**PROBLEM:** Filter the rows below and copy every line that contains the string "stream". The match is case-sensitive.

(Data drawn from a collection)
+ + + +
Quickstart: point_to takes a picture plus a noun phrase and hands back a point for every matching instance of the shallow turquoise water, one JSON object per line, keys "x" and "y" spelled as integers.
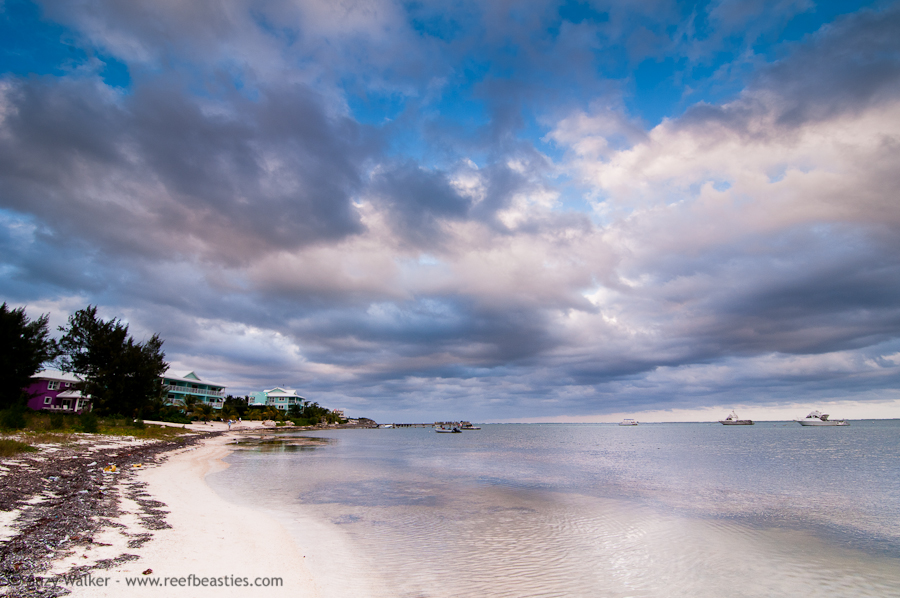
{"x": 694, "y": 510}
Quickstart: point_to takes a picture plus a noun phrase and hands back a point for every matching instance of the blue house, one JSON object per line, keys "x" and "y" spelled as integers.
{"x": 178, "y": 386}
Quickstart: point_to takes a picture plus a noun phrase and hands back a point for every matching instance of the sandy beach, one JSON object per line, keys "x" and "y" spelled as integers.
{"x": 167, "y": 533}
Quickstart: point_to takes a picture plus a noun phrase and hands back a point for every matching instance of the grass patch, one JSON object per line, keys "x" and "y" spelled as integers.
{"x": 9, "y": 447}
{"x": 52, "y": 428}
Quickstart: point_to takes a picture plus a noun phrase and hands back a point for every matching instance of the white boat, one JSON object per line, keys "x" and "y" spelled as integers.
{"x": 817, "y": 418}
{"x": 734, "y": 420}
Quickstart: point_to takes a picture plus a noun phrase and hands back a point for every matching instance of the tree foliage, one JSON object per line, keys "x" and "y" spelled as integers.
{"x": 25, "y": 345}
{"x": 120, "y": 374}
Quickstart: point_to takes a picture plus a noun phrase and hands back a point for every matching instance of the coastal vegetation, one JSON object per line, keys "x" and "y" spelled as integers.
{"x": 24, "y": 346}
{"x": 42, "y": 427}
{"x": 121, "y": 375}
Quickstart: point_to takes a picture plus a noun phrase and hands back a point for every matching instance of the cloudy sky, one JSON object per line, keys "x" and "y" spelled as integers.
{"x": 498, "y": 211}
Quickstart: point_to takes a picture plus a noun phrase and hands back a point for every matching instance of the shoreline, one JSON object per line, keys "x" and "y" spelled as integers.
{"x": 152, "y": 525}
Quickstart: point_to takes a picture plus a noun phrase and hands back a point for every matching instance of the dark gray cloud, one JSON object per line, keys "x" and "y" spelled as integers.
{"x": 156, "y": 172}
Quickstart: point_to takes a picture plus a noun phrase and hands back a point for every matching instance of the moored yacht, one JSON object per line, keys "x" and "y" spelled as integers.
{"x": 734, "y": 420}
{"x": 817, "y": 418}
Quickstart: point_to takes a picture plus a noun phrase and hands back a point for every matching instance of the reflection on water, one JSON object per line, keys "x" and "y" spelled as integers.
{"x": 596, "y": 511}
{"x": 263, "y": 444}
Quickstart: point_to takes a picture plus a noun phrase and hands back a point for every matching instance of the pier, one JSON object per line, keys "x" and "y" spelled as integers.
{"x": 432, "y": 425}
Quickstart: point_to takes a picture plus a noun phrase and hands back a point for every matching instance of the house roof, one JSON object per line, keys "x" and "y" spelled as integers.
{"x": 56, "y": 375}
{"x": 190, "y": 377}
{"x": 282, "y": 393}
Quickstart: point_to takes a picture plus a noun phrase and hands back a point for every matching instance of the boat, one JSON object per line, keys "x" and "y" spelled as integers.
{"x": 734, "y": 420}
{"x": 817, "y": 418}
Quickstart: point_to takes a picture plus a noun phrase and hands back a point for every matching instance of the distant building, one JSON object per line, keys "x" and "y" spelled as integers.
{"x": 52, "y": 390}
{"x": 280, "y": 398}
{"x": 179, "y": 386}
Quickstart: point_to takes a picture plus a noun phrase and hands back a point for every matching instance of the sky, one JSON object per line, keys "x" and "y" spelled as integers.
{"x": 493, "y": 211}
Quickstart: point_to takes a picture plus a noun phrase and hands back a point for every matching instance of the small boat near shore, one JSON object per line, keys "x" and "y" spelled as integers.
{"x": 817, "y": 418}
{"x": 734, "y": 420}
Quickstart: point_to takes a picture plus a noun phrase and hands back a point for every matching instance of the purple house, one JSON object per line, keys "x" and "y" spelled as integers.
{"x": 52, "y": 390}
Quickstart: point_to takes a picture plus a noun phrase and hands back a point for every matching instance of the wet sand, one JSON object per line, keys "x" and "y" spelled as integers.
{"x": 152, "y": 527}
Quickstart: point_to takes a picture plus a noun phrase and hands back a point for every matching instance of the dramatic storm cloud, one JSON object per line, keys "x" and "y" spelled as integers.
{"x": 417, "y": 211}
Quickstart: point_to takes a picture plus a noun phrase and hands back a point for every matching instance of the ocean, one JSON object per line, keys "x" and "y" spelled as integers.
{"x": 655, "y": 510}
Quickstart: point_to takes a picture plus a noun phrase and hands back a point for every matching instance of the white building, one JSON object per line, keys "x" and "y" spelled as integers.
{"x": 280, "y": 398}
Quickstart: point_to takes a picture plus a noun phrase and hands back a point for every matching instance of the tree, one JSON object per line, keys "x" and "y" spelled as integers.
{"x": 25, "y": 346}
{"x": 120, "y": 374}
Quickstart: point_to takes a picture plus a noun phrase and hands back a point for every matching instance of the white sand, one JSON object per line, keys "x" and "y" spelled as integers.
{"x": 209, "y": 538}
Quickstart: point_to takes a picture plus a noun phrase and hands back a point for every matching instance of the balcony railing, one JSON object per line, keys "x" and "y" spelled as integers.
{"x": 195, "y": 391}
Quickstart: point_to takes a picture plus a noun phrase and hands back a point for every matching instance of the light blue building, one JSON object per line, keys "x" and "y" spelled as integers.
{"x": 178, "y": 386}
{"x": 280, "y": 398}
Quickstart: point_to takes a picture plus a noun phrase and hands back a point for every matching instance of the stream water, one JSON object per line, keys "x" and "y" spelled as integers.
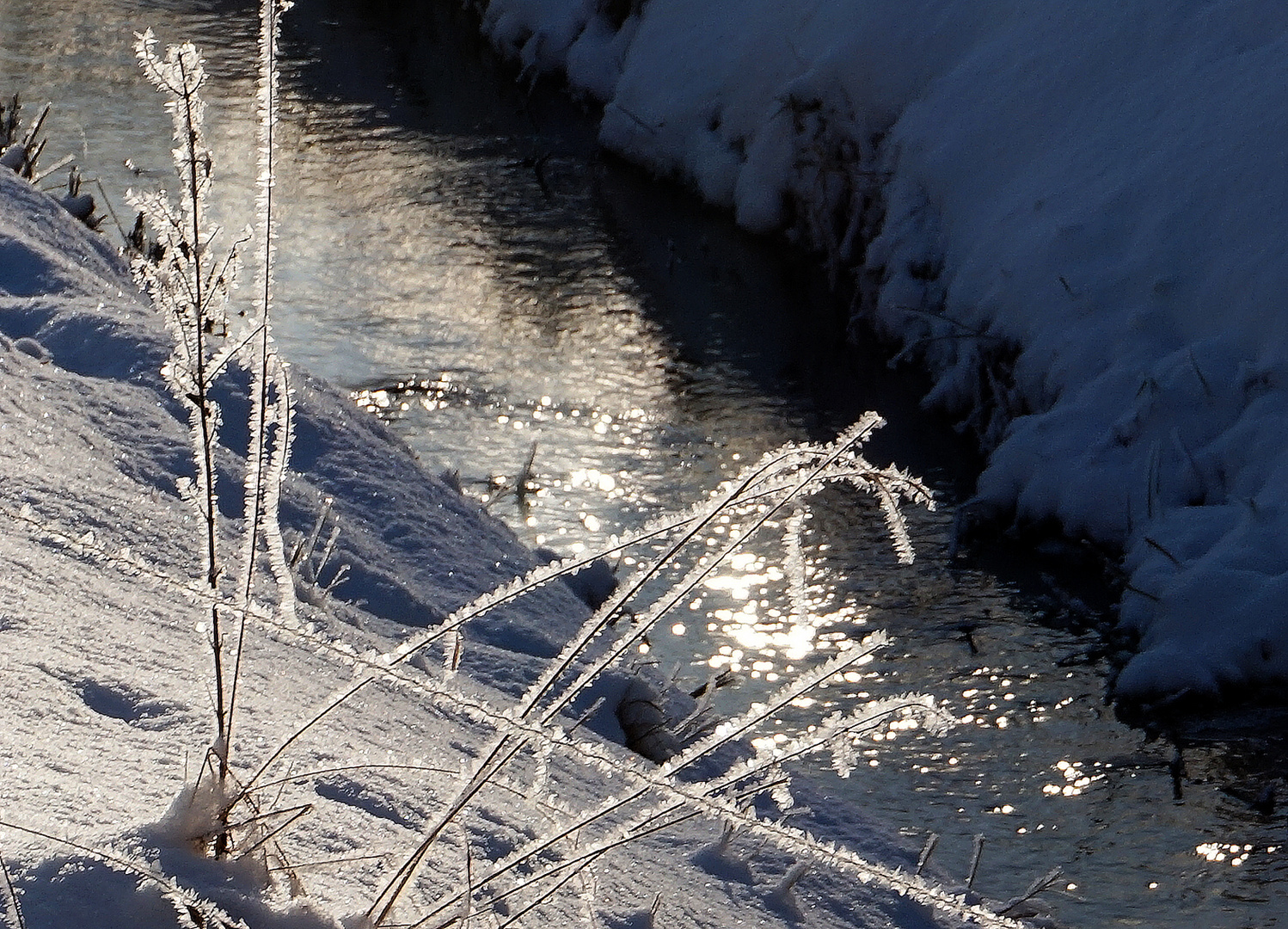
{"x": 457, "y": 254}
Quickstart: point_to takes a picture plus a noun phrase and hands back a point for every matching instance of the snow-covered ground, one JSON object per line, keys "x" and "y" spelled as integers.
{"x": 107, "y": 683}
{"x": 1073, "y": 214}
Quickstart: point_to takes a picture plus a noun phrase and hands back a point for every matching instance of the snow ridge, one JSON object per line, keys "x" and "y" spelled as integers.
{"x": 1072, "y": 215}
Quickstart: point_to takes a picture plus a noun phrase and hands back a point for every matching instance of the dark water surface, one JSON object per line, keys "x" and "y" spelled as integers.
{"x": 455, "y": 253}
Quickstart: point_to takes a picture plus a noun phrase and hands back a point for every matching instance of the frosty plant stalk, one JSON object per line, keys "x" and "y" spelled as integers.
{"x": 191, "y": 282}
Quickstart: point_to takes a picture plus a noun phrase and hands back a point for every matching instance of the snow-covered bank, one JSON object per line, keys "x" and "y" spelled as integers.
{"x": 106, "y": 686}
{"x": 1073, "y": 214}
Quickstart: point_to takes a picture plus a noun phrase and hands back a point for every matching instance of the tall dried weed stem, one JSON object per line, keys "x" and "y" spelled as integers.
{"x": 191, "y": 280}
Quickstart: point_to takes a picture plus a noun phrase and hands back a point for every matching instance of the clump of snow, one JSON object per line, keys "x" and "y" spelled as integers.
{"x": 106, "y": 662}
{"x": 1075, "y": 215}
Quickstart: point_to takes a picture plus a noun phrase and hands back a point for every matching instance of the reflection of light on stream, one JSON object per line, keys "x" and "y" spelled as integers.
{"x": 423, "y": 250}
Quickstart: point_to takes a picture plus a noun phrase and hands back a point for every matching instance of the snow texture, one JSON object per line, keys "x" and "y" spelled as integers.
{"x": 106, "y": 674}
{"x": 1073, "y": 214}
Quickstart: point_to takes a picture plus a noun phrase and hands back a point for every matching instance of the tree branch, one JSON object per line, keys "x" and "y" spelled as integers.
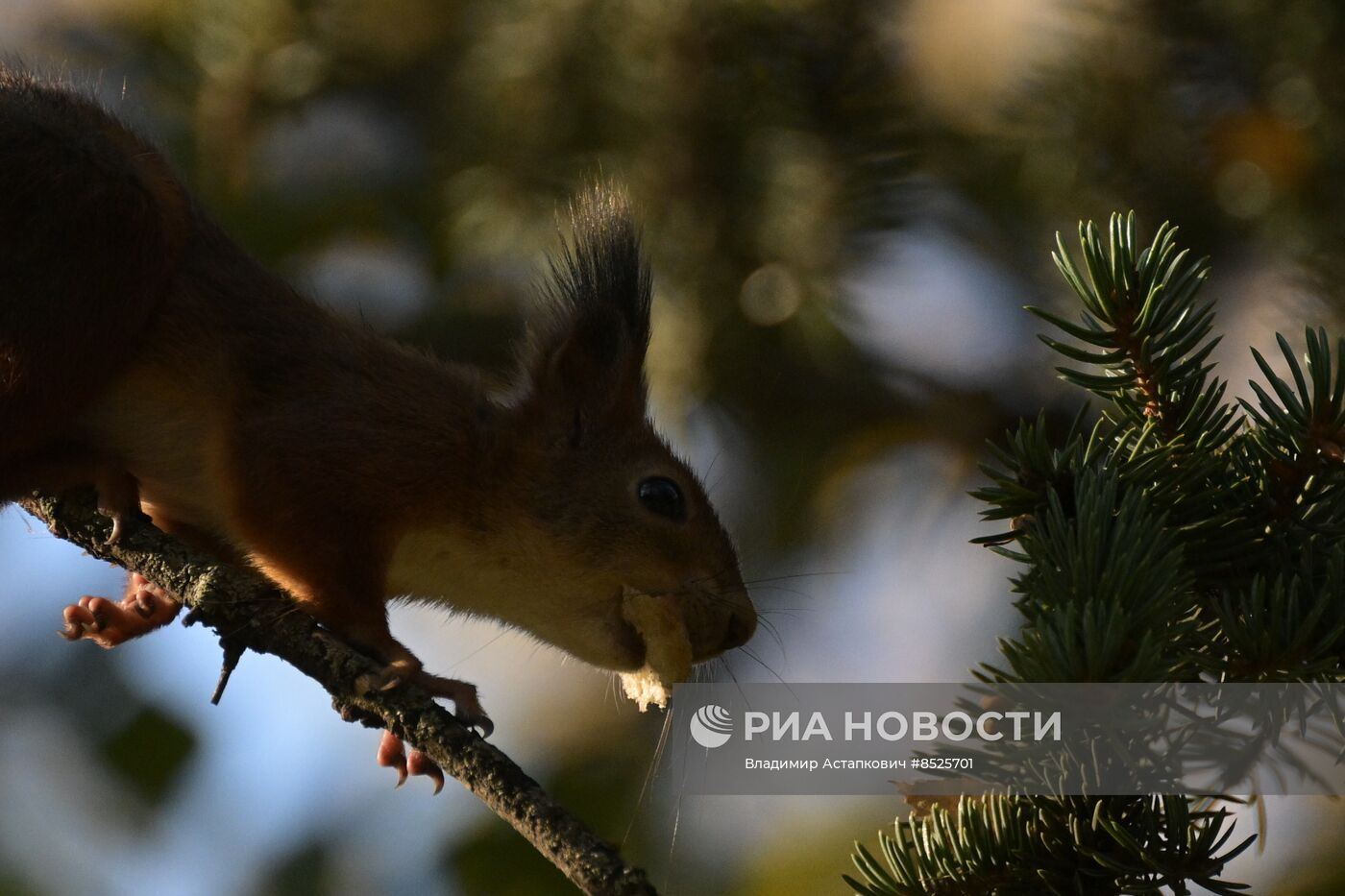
{"x": 249, "y": 613}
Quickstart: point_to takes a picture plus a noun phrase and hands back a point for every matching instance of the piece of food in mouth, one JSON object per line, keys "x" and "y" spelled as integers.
{"x": 668, "y": 648}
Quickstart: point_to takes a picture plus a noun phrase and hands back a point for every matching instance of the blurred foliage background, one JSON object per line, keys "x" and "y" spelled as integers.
{"x": 844, "y": 202}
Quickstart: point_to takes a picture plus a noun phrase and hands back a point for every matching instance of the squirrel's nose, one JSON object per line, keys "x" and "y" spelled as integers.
{"x": 742, "y": 627}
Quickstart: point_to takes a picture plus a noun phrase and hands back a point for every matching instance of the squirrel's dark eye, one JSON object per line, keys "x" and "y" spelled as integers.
{"x": 662, "y": 496}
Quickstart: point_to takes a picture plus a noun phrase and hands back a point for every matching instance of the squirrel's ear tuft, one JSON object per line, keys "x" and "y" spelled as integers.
{"x": 591, "y": 338}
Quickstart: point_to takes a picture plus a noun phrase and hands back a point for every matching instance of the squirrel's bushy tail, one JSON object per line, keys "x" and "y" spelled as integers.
{"x": 90, "y": 225}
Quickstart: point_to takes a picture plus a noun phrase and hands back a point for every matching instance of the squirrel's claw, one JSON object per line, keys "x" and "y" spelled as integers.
{"x": 110, "y": 623}
{"x": 392, "y": 754}
{"x": 467, "y": 707}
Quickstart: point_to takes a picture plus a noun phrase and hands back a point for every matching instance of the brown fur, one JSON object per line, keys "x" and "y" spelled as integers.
{"x": 136, "y": 338}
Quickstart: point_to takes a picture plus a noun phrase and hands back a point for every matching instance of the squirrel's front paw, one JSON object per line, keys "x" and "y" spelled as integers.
{"x": 390, "y": 675}
{"x": 144, "y": 607}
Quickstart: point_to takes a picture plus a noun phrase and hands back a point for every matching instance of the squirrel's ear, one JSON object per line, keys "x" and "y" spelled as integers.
{"x": 585, "y": 355}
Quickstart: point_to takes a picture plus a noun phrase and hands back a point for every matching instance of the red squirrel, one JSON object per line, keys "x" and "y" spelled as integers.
{"x": 147, "y": 354}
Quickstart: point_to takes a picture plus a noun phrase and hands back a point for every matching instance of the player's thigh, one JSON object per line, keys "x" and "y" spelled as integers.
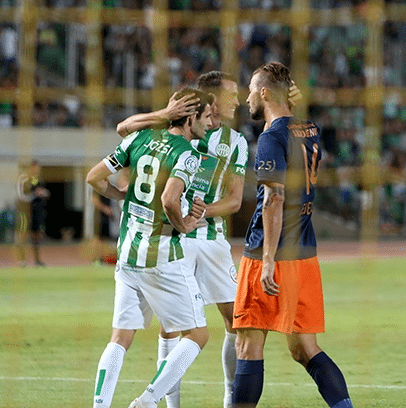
{"x": 215, "y": 271}
{"x": 174, "y": 296}
{"x": 131, "y": 309}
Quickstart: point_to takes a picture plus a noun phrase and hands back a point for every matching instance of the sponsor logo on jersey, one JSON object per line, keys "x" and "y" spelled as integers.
{"x": 141, "y": 211}
{"x": 222, "y": 150}
{"x": 233, "y": 274}
{"x": 182, "y": 176}
{"x": 112, "y": 159}
{"x": 240, "y": 170}
{"x": 192, "y": 164}
{"x": 159, "y": 146}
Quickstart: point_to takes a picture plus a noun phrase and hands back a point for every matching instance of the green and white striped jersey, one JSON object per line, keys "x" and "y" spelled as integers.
{"x": 146, "y": 237}
{"x": 224, "y": 151}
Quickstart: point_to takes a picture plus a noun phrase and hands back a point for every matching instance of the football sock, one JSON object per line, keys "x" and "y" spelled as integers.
{"x": 165, "y": 346}
{"x": 229, "y": 360}
{"x": 248, "y": 383}
{"x": 329, "y": 380}
{"x": 171, "y": 370}
{"x": 108, "y": 371}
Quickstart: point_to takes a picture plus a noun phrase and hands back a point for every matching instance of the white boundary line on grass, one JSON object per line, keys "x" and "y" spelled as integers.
{"x": 387, "y": 387}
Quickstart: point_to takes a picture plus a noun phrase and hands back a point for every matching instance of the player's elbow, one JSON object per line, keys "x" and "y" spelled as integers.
{"x": 91, "y": 178}
{"x": 235, "y": 205}
{"x": 168, "y": 204}
{"x": 121, "y": 130}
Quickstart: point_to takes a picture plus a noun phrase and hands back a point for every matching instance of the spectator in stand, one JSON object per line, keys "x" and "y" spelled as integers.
{"x": 32, "y": 197}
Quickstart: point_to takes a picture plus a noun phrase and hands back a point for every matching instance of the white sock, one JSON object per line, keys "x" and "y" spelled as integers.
{"x": 171, "y": 370}
{"x": 108, "y": 371}
{"x": 229, "y": 360}
{"x": 165, "y": 346}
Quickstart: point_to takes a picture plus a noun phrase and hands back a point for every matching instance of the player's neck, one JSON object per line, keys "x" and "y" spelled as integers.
{"x": 273, "y": 112}
{"x": 180, "y": 131}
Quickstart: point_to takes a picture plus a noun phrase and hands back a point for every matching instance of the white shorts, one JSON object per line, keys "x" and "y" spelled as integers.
{"x": 214, "y": 268}
{"x": 168, "y": 291}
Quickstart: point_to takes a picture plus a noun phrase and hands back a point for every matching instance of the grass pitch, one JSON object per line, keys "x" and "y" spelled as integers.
{"x": 55, "y": 323}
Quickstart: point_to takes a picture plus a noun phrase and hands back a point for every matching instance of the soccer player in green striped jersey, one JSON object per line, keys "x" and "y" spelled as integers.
{"x": 219, "y": 182}
{"x": 151, "y": 273}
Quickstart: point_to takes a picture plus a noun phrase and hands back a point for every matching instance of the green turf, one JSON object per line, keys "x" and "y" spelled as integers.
{"x": 55, "y": 323}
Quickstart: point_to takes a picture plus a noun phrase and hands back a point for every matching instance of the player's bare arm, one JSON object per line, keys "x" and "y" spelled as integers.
{"x": 294, "y": 95}
{"x": 230, "y": 203}
{"x": 98, "y": 179}
{"x": 272, "y": 217}
{"x": 176, "y": 109}
{"x": 198, "y": 208}
{"x": 171, "y": 205}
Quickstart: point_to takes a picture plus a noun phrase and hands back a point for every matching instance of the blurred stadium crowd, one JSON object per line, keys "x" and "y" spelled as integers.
{"x": 336, "y": 61}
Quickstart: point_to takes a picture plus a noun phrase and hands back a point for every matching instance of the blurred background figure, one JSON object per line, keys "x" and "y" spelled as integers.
{"x": 32, "y": 199}
{"x": 101, "y": 249}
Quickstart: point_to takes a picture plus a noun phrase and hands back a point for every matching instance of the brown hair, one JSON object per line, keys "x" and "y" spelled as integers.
{"x": 212, "y": 81}
{"x": 204, "y": 98}
{"x": 274, "y": 75}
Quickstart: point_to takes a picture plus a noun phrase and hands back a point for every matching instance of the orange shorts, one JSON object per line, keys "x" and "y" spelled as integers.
{"x": 298, "y": 308}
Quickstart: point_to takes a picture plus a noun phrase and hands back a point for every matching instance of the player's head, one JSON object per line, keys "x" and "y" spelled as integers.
{"x": 225, "y": 90}
{"x": 269, "y": 83}
{"x": 200, "y": 121}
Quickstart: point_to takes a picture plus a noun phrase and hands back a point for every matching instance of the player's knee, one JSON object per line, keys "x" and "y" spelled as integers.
{"x": 299, "y": 355}
{"x": 248, "y": 349}
{"x": 123, "y": 337}
{"x": 199, "y": 335}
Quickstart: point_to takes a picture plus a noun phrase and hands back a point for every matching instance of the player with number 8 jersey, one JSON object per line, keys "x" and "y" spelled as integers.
{"x": 146, "y": 237}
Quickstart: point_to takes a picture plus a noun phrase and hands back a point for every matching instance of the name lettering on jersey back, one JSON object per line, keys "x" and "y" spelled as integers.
{"x": 141, "y": 211}
{"x": 303, "y": 130}
{"x": 159, "y": 146}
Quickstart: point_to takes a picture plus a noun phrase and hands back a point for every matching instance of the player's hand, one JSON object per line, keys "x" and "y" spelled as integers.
{"x": 185, "y": 106}
{"x": 269, "y": 286}
{"x": 294, "y": 95}
{"x": 191, "y": 223}
{"x": 198, "y": 208}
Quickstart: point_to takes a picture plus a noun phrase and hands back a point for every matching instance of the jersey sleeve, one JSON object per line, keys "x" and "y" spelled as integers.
{"x": 239, "y": 158}
{"x": 186, "y": 167}
{"x": 271, "y": 159}
{"x": 120, "y": 158}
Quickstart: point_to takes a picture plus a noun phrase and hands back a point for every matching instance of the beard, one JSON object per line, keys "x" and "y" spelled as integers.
{"x": 258, "y": 114}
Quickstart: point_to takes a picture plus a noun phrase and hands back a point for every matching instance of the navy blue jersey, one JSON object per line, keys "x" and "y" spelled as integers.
{"x": 288, "y": 152}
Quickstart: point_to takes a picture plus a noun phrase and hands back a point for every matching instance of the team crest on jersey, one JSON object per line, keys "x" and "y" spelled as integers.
{"x": 192, "y": 164}
{"x": 233, "y": 274}
{"x": 222, "y": 150}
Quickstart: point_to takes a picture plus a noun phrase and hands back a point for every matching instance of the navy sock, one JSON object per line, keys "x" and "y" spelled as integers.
{"x": 330, "y": 381}
{"x": 248, "y": 383}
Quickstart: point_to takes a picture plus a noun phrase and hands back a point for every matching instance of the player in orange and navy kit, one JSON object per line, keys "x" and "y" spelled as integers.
{"x": 279, "y": 283}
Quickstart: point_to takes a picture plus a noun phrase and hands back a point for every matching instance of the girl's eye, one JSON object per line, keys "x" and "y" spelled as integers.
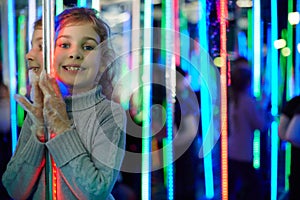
+ + + +
**EXERCISE SOLUTION:**
Quickstart: point_to takes a picture plus a noun phrase and hands back a point for every matching instance of the stream water, one JSON object per line, keys "x" and "y" spelled as integers.
Quickstart: point_to takes a picture plus a noun phrase and hands back a point for every matching instance of the reflection of light on stream, one JSON object per line, keys "x" and "y" spelled as integers.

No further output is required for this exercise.